DOCUMENT EXTRACT:
-- -- --

Anyway, when the car is at temp, in neutral, and nothing's on ( heater and etc ) THEN you should be at 20inches.

During warmup the vac readings can be a little all over the place due to cold start conditions.


----------



## AmIdYfReAk (Nov 8, 2006)

As per Greg's FAQ/signature.

http://tinyurl.com/pressure-test

http://www.myturbodiesel.com/1000q/multi/boost-leak-tester-DIY-check.htm


----------



## EmbraceEphemeral (Feb 4, 2012)

Thanks for the links. I just read through the first one and I don't know what I was thinking but that sounds MUCH more simple than I thought. Too bad I don't feed my dogs canned food, looks like I will be stopping at Lowes tomorrow! haha.

This slipped my mind, but I actually need to install a new thermostat. The shop I took my car to said its running about 15c too cold. Sometimes the gauge reads half way between hot and cold, but most of the time its only a 1/4 past cold....if that. I don't think that plays into the issues my car is having, but I need to get that fixed soon so I can get up to normal operating temp.


----------



## groggory (Apr 21, 2003)

EmbraceEphemeral said:


> Thanks for the links. I just read through the first one and I don't know what I was thinking but that sounds MUCH more simple than I thought. Too bad I don't feed my dogs canned food, looks like I will be stopping at Lowes tomorrow! haha.
> 
> This slipped my mind, but I actually need to install a new thermostat. The shop I took my car to said its running about 15c too cold. Sometimes the gauge reads half way between hot and cold, but most of the time its only a 1/4 past cold....if that. I don't think that plays into the issues my car is having, but I need to get that fixed soon so I can get up to normal operating temp.



Our car actually relies on that temp for some calculations. Get it fixed with a new green top.


----------



## EmbraceEphemeral (Feb 4, 2012)

Will do.
I was expecting to have to replace the thermostat (standard looking part for all cars), but the coolant temp sensor(green top) should be replaced you think?

P.S. I cant wait for my Bentley Service Manual to show up! Until then, Google! I should be able to figure out where this part is and how to replace it! ha

I really do think that sites like this should have a way to shoot a few bucks to the people who help troubleshoot and eventually solve problems. I definitely appreciate the advice! I have made more progress through advice on here than the shop I took my car to made. European Auto Specialists my ass.

-- -- --

EXTRACTED DATA:
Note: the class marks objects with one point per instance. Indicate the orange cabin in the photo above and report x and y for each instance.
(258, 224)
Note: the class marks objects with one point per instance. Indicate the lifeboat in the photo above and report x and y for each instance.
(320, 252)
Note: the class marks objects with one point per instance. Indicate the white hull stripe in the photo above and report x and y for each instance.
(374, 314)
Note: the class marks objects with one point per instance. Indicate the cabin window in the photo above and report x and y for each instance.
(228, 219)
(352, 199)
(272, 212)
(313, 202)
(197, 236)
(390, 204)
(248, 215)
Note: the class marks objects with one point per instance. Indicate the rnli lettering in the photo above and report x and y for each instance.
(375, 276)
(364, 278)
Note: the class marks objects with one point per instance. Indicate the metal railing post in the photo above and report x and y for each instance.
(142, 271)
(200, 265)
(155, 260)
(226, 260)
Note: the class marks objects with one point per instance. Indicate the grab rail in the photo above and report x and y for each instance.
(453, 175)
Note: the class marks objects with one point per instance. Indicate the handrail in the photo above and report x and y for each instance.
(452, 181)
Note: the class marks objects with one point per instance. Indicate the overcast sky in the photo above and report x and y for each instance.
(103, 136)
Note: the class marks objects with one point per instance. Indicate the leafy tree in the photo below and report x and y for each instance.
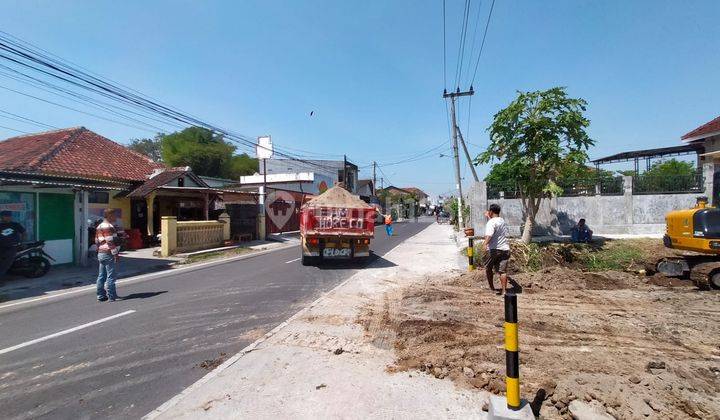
(206, 152)
(534, 138)
(148, 147)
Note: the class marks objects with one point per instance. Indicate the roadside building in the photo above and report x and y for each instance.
(706, 137)
(332, 171)
(55, 181)
(57, 184)
(365, 189)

-- -- --

OBJECTIVE 1: In the car forum thread, how much too cold did the shop say the car was running?
OBJECTIVE 2: Continue the forum thread about the car's thermostat and coolant temperature sensor, starting after its final post.

FINAL ANSWER 1: About 15c too cold.

FINAL ANSWER 2:
----------



## groggory (Apr 21, 2003)

EmbraceEphemeral said:


> Will do.
> I was expecting to have to replace the thermostat (standard looking part for all cars), but the coolant temp sensor(green top) should be replaced you think?
> 
> P.S. I cant wait for my Bentley Service Manual to show up! Until then, Google! I should be able to figure out where this part is and how to replace it! ha
> ...


vortex policies don't allow special treatment of anyone. Otherwise I'd say that's a great idea.


----------



## AmIdYfReAk (Nov 8, 2006)

Cts:
http://forums.vwvortex.com/showthre...rature-sender-with-the-updated-one-(green-top)

Thermostat..

http://forums.audiworld.com/showthread.php?p=16925102


----------



## EmbraceEphemeral (Feb 4, 2012)

Thanks for the links. I am really anxious to get both the thermostat and temp sensor replaced.....and THEN I will check for leaks. The car is all over the place! Ran bad this morning, then on my way home today it was actually up to the correct operating temp and started to run pretty good from what I could tell! I am getting 20in idling and 11lbs when accelerating....but it is actually spiking up over 20lbs from time to time.

Will update once I replace the thermostat and temp sensor.
Fingers crossed!


----------



## groggory (Apr 21, 2003)

EmbraceEphemeral said:


> Thanks for the links. I am really anxious to get both the thermostat and temp sensor replaced.....and THEN I will check for leaks. The car is all over the place! Ran bad this morning, then on my way home today it was actually up to the correct operating temp and started to run pretty good from what I could tell! I am getting 20in idling and 11lbs when accelerating....but it is actually spiking up over 20lbs from time to time.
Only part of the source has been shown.